Stored data entries
● ● ●
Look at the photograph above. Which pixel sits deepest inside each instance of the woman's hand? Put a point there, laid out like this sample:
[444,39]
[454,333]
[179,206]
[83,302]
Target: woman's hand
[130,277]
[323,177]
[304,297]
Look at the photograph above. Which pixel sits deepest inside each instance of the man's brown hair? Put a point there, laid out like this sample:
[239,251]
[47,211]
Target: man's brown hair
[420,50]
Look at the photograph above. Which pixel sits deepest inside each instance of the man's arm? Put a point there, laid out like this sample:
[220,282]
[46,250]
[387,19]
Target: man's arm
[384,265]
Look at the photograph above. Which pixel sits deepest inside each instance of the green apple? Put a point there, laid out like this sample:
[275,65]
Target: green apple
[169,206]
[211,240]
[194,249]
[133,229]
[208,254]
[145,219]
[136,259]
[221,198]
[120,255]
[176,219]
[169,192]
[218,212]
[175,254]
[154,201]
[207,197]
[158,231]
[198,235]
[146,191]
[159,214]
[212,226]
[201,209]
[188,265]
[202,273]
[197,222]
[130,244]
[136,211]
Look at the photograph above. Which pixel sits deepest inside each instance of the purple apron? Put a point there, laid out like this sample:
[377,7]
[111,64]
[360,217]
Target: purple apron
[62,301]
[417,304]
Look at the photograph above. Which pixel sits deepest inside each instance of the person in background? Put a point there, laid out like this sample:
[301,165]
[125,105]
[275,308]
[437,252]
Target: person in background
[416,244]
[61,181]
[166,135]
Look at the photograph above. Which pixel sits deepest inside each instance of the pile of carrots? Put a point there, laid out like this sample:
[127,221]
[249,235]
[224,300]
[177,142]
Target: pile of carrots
● ● ●
Make sure every record is repeated exactly.

__Exercise solution__.
Look at the photograph above. Which pixel sits deepest inside each instance of the woman's hand? Put a point there, laid out like this sample:
[444,39]
[454,333]
[179,206]
[83,302]
Target: woman's hand
[130,277]
[323,177]
[304,297]
Look at the photograph above. Which pixel sits deepest inside each instance of the man's brown hair? Put a point there, laid out like this sample:
[239,251]
[47,211]
Target: man's brown hair
[420,50]
Look at the photograph above. Which pixel sits deepest inside each instance of the man's arm? Put a point there, laid out like this sample:
[220,282]
[46,250]
[387,19]
Target: man's arm
[384,265]
Look at the photograph above. Which pixel sits deepest inside each instance of the green apple? Put a point there, laid out like this sample:
[275,65]
Target: green apple
[169,206]
[211,240]
[194,249]
[133,229]
[208,254]
[145,219]
[136,259]
[221,198]
[120,255]
[176,219]
[169,192]
[218,212]
[175,254]
[154,201]
[207,197]
[158,231]
[198,235]
[146,191]
[159,214]
[212,226]
[201,209]
[188,265]
[202,273]
[197,222]
[130,244]
[136,211]
Look at the photograph above. Which pixel sits deepest inside each instance of the purple apron? Put a point there, laid out like this sample:
[377,7]
[111,64]
[360,217]
Target: purple apron
[62,301]
[417,304]
Look at the photograph above. Which pixel sits deepest inside each instance of the person in background? Put a point there, laid out like this sample:
[301,165]
[125,105]
[275,308]
[437,252]
Target: person in background
[416,244]
[61,181]
[166,135]
Look at the photograph above. Which pixel sits deepest inside each instance of the pile of carrots? Put a point there, laid out like this sample:
[127,221]
[249,235]
[224,300]
[177,142]
Target: pile of carrots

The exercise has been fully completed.